- Instructions to follow -
Give every line of the data again, exactly.

- Items from a data source -

_ _ _ _ _

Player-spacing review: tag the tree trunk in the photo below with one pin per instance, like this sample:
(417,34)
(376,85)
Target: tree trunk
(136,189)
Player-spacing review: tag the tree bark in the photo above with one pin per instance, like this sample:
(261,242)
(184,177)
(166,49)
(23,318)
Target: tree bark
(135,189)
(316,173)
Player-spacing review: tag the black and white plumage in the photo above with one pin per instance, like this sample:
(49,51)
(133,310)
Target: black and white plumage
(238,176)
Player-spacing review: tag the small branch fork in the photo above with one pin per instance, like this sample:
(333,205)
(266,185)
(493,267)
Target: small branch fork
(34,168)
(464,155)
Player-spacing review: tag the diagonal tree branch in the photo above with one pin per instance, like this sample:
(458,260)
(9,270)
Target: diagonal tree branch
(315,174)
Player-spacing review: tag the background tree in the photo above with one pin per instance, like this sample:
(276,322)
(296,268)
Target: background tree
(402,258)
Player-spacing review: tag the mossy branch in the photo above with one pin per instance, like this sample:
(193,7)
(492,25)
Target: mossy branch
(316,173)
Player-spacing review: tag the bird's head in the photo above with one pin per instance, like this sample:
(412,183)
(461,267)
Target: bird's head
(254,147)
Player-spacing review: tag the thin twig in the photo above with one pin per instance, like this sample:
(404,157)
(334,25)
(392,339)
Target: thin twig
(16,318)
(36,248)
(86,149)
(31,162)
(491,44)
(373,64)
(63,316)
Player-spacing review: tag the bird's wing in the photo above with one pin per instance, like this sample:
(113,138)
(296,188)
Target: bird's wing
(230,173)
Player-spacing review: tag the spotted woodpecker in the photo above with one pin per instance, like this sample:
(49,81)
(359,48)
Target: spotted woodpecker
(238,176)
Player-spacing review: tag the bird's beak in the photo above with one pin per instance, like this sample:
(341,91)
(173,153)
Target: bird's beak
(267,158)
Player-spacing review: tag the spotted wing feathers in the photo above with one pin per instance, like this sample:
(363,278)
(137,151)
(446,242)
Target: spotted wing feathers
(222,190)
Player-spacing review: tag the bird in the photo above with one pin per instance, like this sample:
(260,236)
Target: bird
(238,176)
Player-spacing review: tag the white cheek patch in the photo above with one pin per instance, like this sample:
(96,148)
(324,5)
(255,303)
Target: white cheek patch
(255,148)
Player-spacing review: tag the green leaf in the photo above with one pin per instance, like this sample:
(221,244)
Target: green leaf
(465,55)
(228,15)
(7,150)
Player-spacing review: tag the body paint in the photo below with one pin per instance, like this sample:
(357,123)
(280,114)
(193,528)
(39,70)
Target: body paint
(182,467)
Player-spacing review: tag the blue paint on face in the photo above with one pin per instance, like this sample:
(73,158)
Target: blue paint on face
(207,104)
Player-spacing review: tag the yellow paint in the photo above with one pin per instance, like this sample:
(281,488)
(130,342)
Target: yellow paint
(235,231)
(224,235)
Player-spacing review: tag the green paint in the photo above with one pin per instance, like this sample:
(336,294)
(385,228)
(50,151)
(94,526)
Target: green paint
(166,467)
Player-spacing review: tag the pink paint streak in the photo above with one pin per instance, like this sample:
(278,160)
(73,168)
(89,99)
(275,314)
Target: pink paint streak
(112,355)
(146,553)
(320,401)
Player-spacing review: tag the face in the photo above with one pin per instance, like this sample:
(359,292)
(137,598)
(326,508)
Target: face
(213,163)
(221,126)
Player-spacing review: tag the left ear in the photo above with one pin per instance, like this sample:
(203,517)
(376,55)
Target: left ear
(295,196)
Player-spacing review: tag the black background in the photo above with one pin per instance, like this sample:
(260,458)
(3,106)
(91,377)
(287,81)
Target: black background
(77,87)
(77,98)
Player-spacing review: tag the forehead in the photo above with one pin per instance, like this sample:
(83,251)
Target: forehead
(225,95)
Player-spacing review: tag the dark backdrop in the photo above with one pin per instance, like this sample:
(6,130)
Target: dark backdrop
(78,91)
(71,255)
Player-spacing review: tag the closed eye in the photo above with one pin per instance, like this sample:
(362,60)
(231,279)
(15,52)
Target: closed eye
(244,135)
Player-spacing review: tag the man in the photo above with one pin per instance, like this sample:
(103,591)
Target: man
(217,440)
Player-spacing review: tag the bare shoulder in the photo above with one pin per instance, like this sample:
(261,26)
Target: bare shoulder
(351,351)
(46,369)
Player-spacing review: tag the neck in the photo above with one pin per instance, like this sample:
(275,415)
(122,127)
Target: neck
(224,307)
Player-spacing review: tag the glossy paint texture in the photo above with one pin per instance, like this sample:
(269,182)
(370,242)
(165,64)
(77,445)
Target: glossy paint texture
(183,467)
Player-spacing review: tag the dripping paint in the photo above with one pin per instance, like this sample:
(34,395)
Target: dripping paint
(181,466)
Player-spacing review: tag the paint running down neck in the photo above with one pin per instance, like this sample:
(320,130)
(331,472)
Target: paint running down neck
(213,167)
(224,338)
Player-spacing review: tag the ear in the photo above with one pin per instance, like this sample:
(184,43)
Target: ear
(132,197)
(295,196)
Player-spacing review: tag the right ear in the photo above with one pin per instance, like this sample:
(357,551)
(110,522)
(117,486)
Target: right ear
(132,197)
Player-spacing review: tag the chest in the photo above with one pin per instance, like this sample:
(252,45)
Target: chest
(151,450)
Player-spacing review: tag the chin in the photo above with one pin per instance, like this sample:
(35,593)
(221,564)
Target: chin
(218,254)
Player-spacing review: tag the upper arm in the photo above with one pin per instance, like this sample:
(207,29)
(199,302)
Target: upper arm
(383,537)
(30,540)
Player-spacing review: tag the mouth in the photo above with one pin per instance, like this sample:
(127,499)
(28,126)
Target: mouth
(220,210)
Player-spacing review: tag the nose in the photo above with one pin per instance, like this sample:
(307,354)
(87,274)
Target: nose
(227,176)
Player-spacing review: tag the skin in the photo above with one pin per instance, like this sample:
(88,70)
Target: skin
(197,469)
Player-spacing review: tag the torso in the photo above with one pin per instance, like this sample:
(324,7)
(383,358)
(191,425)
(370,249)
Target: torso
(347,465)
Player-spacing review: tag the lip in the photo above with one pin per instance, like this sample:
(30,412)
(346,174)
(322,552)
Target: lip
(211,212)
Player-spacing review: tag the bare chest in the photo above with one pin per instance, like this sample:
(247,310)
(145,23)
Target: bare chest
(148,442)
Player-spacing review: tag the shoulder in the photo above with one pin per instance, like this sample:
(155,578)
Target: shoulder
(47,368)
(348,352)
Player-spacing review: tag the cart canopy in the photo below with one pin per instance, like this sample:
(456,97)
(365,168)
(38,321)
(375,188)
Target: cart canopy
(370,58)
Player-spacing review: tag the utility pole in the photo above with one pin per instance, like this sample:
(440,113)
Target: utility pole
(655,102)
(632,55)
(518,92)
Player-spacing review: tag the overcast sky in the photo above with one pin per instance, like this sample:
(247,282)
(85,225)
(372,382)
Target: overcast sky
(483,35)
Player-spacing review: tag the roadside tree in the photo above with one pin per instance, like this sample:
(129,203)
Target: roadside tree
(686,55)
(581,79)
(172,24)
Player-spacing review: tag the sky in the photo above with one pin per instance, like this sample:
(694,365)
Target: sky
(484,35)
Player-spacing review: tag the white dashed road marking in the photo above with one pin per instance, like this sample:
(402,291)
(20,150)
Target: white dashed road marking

_ _ _ _ _

- Written answer -
Player-spacing review: tag the tree trunk in the photo below with one pin per instance, like this sample:
(417,34)
(376,85)
Target: tree trunk
(136,189)
Player-spacing review: tag the tree bark in the photo above with one pin per instance, like this sample:
(261,242)
(184,177)
(166,49)
(23,318)
Target: tree bark
(135,189)
(316,173)
Player-spacing review: tag the black and white plumage in the photo above with one pin per instance, like this sample:
(49,51)
(133,310)
Target: black and white plumage
(238,176)
Player-spacing review: tag the small branch fork in the photo above with one pin per instance, like this sample:
(333,205)
(266,185)
(493,267)
Target: small branch fork
(34,168)
(464,155)
Player-spacing review: tag the diagonal tree branch in the photo above with one pin per instance, like this sample:
(458,260)
(9,270)
Target: diagonal tree branch
(315,174)
Player-spacing review: tag the background tree in the photo above with one pin per instance, like this sample:
(276,322)
(296,268)
Target: background tree
(402,258)
Player-spacing review: tag the mossy branch in the photo above with one pin per instance, like this sample:
(193,7)
(492,25)
Target: mossy branch
(316,173)
Player-spacing review: tag the bird's head in the photo above with one pin per instance, like this sample:
(412,183)
(461,267)
Target: bird's head
(254,147)
Player-spacing review: tag the thin twig in the photo above with one pin per instance, like this sample:
(404,157)
(334,25)
(392,339)
Target: thin twig
(16,318)
(36,248)
(86,149)
(31,162)
(491,44)
(373,64)
(63,316)
Player-spacing review: tag the bird's wing in the photo above with one pin per instance, like this sample:
(113,138)
(296,188)
Target: bird's wing
(230,173)
Player-spacing review: tag the spotted woodpecker in the photo above with one pin per instance, like this sample:
(49,81)
(359,48)
Target: spotted woodpecker
(238,176)
Player-spacing review: tag the bird's beak in the photo above with one pin per instance, like this sample:
(341,91)
(173,153)
Target: bird's beak
(267,158)
Player-spacing review: tag the spotted wing feathers in the photo above with one pin per instance, like this sample:
(363,278)
(137,151)
(446,242)
Target: spotted wing feathers
(222,190)
Player-spacing review: tag the bird in the photo above with one pin per instance, like this sample:
(260,236)
Target: bird
(238,176)
Player-spacing review: tag the white cheek patch in the photo above with one pin per instance, like this sample:
(96,148)
(324,5)
(255,303)
Target: white cheek patch
(255,148)
Player-spacing review: tag the green leaf in the photo above with one pin per instance, like this sample:
(221,244)
Target: green leaf
(465,55)
(228,15)
(7,150)
Player-spacing review: tag the body paint in the photo below with one pin per instance, like this sample:
(357,123)
(280,114)
(193,528)
(39,70)
Target: body paint
(182,467)
Player-spacing review: tag the blue paint on face in the photo above with one pin per instance, like this sample:
(73,158)
Target: blue paint on face
(207,104)
Player-spacing review: tag the yellow paint in the photo above with one pin per instance, like this sample:
(281,488)
(130,342)
Target: yellow paint
(235,231)
(224,235)
Player-spacing review: tag the green paint in the photo above with one pin per instance, like this sample:
(336,294)
(385,228)
(50,151)
(94,526)
Target: green paint
(166,467)
Player-spacing review: tag the pink paint streak in the photo above with one pin per instance, like this sample:
(278,160)
(73,168)
(89,99)
(275,314)
Target: pink paint streak
(112,355)
(146,553)
(320,401)
Player-spacing review: tag the face in the photo above with one pin per instance, like this sample:
(359,292)
(137,598)
(326,508)
Target: face
(213,163)
(221,126)
Player-spacing review: tag the left ear in the photo above with one pin per instance, like this sample:
(203,517)
(376,55)
Target: left ear
(295,196)
Player-spacing review: tag the black background in the photo above with one pin per instance, like this sample:
(260,458)
(3,106)
(91,377)
(287,81)
Target: black background
(77,87)
(77,98)
Player-spacing review: tag the forehead in the photo above with one pin per instance, like this sample:
(83,251)
Target: forehead
(225,95)
Player-spacing review: tag the dark backdrop in the photo above with one pin per instance, like this sample:
(6,130)
Target: dark backdrop
(78,91)
(71,255)
Player-spacing review: tag the closed eye in the photo above with one pin per instance, like this sample:
(362,60)
(231,279)
(15,52)
Target: closed eye
(244,135)
Player-spacing review: tag the man in the photo above with one pin per instance, like this sample:
(103,591)
Target: man
(217,440)
Player-spacing review: tag the bare shoulder in the photo above with one pin per instance, like this sample:
(261,26)
Target: bare shoulder
(351,351)
(46,369)
Player-spacing review: tag the neck in the photo above with one pin per instance, like this sample:
(275,415)
(122,127)
Target: neck
(224,307)
Player-spacing review: tag the glossy paint texture in the photo above with one pin per instance, like this sample:
(269,182)
(370,242)
(165,64)
(77,445)
Target: glossy paint texture
(183,467)
Player-spacing review: tag the dripping paint in the photo above with one pin per instance, like this sample:
(34,395)
Target: dripping paint
(181,466)
Player-spacing review: tag the paint running down neck in the photo above with one pin per instance, like this sample:
(320,130)
(331,472)
Target: paint running down neck
(213,167)
(224,338)
Player-spacing review: tag the ear in the photo above with one pin per instance, like this sample:
(184,43)
Target: ear
(132,197)
(295,196)
Player-spacing review: tag the right ear in the photo above with one pin per instance, like this sample:
(357,551)
(110,522)
(117,486)
Target: right ear
(132,197)
Player-spacing review: tag the chest in the photo above with one pin per instance, like this sample:
(252,45)
Target: chest
(151,450)
Player-spacing review: tag the chin in the photo above with one pin per instance, like this sample:
(35,593)
(221,564)
Target: chin
(218,254)
Player-spacing review: tag the upper arm in the photo above with one pin per instance, like this sample:
(207,29)
(199,302)
Target: upper arm
(383,537)
(30,540)
Player-spacing review: tag the mouth in the photo above with one pin per instance, like this sample:
(127,499)
(28,126)
Target: mouth
(220,210)
Player-spacing review: tag the nose in the photo above with one pin per instance, like this sample:
(307,354)
(87,274)
Target: nose
(227,176)
Player-spacing review: tag the skin in the photo above with one pin per instance, like this sample:
(88,70)
Target: skin
(197,469)
Player-spacing review: tag the torso in the photo above with one pin per instance, like this sample:
(324,7)
(383,358)
(191,425)
(370,249)
Target: torso
(347,465)
Player-spacing review: tag the lip in the photo above with one pin per instance, like this sample:
(30,412)
(346,174)
(322,552)
Target: lip
(211,212)
Player-spacing review: tag the bare chest in the photo above with one pin per instance, like this sample:
(247,310)
(145,23)
Target: bare chest
(148,442)
Player-spacing review: tag the shoulder in the photo above with one pin per instance, like this sample:
(155,578)
Target: shoulder
(47,368)
(348,352)
Player-spacing review: tag the cart canopy in the photo below with one pin per instance, like this sample:
(456,97)
(365,168)
(38,321)
(375,188)
Target: cart canopy
(370,58)
Player-spacing review: tag the utility pole in the photo above with one pin per instance, like this sample:
(440,113)
Target: utility pole
(655,102)
(632,55)
(518,92)
Player-spacing review: tag the overcast sky in the photo above with one pin per instance, like this sample:
(247,282)
(85,225)
(372,382)
Target: overcast sky
(483,35)
Player-spacing review: tag the roadside tree in the photo above with one pin per instance, like this sample:
(129,203)
Target: roadside tree
(686,55)
(581,79)
(172,24)
Player-spacing review: tag the sky in the photo above with one pin per instance, like this sample:
(694,365)
Target: sky
(484,35)
Player-spacing review: tag the white dashed road marking in the photo above with one pin per instance, like this sample:
(402,291)
(20,150)
Target: white dashed road marking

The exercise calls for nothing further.